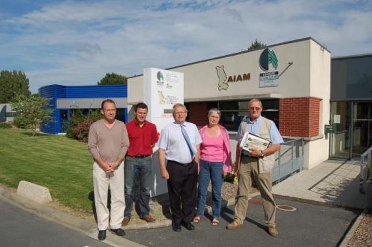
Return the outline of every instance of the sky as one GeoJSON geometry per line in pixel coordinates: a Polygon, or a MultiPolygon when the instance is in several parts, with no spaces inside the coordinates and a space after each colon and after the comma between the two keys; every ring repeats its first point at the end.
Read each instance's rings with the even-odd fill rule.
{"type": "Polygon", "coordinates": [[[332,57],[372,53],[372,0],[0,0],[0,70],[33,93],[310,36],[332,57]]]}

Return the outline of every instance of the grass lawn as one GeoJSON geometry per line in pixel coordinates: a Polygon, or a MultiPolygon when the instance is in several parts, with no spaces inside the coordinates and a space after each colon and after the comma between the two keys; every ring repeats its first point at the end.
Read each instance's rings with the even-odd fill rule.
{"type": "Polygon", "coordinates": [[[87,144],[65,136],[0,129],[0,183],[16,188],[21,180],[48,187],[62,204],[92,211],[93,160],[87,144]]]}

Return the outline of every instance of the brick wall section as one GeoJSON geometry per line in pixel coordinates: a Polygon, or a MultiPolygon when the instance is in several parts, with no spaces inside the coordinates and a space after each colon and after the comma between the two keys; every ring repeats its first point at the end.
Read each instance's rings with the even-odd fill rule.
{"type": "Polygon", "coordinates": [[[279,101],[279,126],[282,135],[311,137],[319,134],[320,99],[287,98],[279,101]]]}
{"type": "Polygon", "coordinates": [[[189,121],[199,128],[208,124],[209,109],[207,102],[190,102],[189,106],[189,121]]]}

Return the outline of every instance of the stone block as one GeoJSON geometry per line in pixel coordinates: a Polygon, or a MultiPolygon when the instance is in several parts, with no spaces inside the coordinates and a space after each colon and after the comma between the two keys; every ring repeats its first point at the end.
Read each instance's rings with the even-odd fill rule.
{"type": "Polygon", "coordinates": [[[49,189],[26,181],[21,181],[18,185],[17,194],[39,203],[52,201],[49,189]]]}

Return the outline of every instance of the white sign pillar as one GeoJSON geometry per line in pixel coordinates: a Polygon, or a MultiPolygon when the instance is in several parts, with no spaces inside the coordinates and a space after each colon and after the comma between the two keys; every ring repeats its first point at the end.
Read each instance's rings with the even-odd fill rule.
+++
§ What you will do
Pull out every line in the rows above that contains the string "MultiPolygon" and copy each one in full.

§ Written answer
Return the outline of every instance of the sky as one GeoJSON geometry per line in pixel coordinates: a Polygon, or a MultiPolygon when the instance is in several parts, with no spaces inside the coordinates and a space after each colon and after the comma between the two keys; every ring repeats its first point at the end.
Return the outline of every instance of the grass lawn as one GeoJSON geometry per line in pixel coordinates: a Polygon, or a MultiPolygon when the instance is in several parts, with no spaces inside the coordinates and a space after each colon and after the comma between the two keys; every ring repeats its first point at the end.
Return the outline of every instance of the brick wall section as one GeoJSON geometry per line in pixel coordinates: a Polygon, or a MultiPolygon when the instance is in several parts, with no spaces inside the coordinates and a space after each colon and after the comma between the two keys; every ring repeats its first point at the end.
Return the outline of every instance of the stone block as one GeoJSON geometry per line in pixel coordinates: a Polygon, or a MultiPolygon when the instance is in several parts, with no spaces inside the coordinates and a space after each colon and after the comma between the two keys; every ring repeats its first point at the end.
Return the outline of every instance of the white sign pillar as one GeoJSON geometry per line in pixel coordinates: a Polygon, or a MultiPolygon when the instance is in several parts, with no spaces inside the coordinates and a space after each colon and after the comma between the two keys; every ring repeats its first point at the end.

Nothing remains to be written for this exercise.